____ Data for this exercise

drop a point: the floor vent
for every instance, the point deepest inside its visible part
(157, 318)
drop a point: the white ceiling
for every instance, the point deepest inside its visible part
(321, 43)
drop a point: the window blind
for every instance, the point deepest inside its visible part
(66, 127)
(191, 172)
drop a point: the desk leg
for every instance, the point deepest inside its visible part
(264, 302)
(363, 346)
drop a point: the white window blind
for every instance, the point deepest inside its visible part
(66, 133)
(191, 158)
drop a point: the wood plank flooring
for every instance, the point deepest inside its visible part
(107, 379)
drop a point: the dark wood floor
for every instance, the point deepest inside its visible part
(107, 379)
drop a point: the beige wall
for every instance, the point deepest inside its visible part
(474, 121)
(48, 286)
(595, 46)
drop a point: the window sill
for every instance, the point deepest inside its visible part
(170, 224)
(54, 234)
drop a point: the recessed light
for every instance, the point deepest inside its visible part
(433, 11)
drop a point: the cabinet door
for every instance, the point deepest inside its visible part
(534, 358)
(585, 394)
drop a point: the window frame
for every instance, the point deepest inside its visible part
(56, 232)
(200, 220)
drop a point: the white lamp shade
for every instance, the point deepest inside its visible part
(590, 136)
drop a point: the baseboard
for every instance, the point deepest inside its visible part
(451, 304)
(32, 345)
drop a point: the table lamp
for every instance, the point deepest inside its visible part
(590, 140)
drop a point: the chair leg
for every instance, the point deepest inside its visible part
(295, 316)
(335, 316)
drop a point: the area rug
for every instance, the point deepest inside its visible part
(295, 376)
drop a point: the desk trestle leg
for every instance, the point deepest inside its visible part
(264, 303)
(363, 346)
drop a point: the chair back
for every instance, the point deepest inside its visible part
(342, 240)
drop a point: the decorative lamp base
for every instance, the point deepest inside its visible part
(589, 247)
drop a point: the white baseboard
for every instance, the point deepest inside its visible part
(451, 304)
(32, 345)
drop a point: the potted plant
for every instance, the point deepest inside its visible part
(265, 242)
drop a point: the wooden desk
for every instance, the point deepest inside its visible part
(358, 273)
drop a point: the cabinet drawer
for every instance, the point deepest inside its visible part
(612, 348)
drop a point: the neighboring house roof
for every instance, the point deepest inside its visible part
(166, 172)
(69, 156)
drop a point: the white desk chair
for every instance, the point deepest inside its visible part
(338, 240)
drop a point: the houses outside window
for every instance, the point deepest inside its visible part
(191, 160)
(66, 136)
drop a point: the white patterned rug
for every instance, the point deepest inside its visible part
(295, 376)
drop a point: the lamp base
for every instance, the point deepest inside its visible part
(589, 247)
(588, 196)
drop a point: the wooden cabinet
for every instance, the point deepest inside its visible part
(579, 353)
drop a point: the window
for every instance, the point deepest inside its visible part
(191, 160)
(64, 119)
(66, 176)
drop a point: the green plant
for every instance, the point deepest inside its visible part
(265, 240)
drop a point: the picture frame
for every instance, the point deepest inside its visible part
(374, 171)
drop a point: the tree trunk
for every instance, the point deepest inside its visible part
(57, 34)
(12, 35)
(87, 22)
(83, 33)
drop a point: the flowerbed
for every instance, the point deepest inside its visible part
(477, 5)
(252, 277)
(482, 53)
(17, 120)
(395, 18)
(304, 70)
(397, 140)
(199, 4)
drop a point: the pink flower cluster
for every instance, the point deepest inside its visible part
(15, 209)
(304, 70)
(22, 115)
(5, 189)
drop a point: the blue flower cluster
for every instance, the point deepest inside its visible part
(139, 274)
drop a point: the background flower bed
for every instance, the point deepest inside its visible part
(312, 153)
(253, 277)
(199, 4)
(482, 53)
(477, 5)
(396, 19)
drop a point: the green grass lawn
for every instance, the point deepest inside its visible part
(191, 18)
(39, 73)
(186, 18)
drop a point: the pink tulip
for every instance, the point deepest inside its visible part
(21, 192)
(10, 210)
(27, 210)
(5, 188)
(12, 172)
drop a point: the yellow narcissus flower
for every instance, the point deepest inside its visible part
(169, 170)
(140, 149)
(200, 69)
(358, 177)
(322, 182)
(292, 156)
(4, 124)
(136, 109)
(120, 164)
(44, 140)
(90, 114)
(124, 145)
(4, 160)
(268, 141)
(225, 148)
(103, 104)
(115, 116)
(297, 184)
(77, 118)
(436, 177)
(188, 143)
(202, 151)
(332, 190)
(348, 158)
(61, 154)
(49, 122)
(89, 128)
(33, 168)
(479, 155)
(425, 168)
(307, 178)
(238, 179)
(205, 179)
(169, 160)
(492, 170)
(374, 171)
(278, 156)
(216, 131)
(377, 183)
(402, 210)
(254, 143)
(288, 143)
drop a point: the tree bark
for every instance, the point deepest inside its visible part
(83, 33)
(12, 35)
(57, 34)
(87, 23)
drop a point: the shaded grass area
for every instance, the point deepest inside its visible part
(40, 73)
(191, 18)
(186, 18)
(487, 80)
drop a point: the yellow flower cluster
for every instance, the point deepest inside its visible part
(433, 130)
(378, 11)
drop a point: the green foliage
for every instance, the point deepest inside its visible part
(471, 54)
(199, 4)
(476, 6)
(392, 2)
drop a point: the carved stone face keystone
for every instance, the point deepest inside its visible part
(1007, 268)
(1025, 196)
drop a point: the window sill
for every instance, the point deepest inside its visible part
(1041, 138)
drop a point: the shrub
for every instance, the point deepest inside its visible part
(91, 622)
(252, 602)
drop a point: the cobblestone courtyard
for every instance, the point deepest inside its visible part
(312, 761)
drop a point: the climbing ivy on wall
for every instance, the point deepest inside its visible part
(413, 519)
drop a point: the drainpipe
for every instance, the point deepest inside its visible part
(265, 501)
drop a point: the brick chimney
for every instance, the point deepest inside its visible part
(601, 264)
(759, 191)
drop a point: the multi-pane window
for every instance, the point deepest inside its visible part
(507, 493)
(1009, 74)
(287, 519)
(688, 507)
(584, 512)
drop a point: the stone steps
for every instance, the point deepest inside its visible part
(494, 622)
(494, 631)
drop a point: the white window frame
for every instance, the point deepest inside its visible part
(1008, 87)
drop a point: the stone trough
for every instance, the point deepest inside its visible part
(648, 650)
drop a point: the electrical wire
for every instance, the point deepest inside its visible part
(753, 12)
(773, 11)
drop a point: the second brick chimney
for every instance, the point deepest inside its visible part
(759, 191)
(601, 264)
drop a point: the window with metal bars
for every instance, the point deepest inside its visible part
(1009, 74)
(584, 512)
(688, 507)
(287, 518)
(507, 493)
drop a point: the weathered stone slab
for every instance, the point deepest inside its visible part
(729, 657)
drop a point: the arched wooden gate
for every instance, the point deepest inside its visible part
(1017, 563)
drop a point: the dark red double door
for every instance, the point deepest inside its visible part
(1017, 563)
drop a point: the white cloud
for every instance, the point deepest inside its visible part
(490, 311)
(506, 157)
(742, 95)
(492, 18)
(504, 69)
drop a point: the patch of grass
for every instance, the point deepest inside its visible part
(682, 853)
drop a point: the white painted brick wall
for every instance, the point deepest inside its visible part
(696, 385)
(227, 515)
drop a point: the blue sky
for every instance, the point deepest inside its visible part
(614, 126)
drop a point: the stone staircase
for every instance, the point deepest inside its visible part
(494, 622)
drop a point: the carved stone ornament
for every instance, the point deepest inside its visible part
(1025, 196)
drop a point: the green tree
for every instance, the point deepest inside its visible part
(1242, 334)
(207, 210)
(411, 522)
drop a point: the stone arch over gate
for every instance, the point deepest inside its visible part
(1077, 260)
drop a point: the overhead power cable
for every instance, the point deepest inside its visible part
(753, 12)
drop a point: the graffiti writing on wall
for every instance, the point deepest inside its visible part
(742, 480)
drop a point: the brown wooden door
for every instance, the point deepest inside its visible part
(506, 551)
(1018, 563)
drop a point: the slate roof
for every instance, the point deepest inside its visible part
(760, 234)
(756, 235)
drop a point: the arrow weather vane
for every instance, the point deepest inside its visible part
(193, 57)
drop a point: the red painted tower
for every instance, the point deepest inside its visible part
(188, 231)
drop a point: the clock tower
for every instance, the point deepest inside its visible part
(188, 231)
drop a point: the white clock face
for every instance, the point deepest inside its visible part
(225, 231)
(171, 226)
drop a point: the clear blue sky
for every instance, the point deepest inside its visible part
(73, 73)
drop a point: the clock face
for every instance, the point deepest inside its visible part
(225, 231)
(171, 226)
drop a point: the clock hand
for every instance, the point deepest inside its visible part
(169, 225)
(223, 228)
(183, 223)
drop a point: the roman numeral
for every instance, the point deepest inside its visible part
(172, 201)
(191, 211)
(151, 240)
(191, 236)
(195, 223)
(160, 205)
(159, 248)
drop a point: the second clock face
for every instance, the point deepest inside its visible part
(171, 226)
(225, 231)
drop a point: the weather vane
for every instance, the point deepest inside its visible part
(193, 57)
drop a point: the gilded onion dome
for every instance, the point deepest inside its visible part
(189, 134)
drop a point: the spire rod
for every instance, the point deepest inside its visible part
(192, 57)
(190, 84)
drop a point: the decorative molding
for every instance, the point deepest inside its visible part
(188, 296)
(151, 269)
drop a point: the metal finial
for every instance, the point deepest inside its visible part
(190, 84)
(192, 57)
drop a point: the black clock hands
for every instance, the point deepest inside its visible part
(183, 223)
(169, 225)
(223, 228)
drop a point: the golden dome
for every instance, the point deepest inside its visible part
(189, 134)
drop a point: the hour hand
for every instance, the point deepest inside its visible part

________

Starting with the line that contains "drop a point: the clear blue sky", repeat each line through the last one exactly as it appears. Include both ends and nothing more.

drop a point: the clear blue sky
for every instance, the point deepest inside its visible part
(73, 73)
drop a point: the clock face
for every instance, the point deepest inside its visible part
(225, 231)
(171, 226)
drop a point: the clock hand
for every instance, the point deepest inside its visible part
(169, 225)
(223, 228)
(183, 223)
drop a point: the roman numeral
for every instance, the point deepest inside its visible part
(172, 201)
(191, 211)
(151, 240)
(191, 236)
(195, 223)
(160, 205)
(159, 248)
drop a point: the second clock face
for every instance, the point deepest inside its visible part
(171, 226)
(225, 231)
drop a point: the weather vane
for every instance, the point deepest inside its visible part
(193, 57)
drop a point: the gilded onion dome
for every instance, the point deepest inside its visible part
(189, 134)
drop a point: the spire rod
for every instance, the point deepest inside its visible part
(192, 57)
(190, 84)
drop a point: the decorative molding
for every instance, the point deepest inside its visible part
(188, 296)
(151, 269)
drop a point: the metal finial
for every instance, the point deepest inside its visible part
(190, 84)
(192, 57)
drop a point: the black clock hands
for every instance, the point deepest inside its visible part
(183, 223)
(169, 225)
(223, 228)
drop a point: the golden dome
for every instance, the point deepest inside its visible part
(189, 134)
drop a point: the hour hand
for every instance, the point deepest inside its visible part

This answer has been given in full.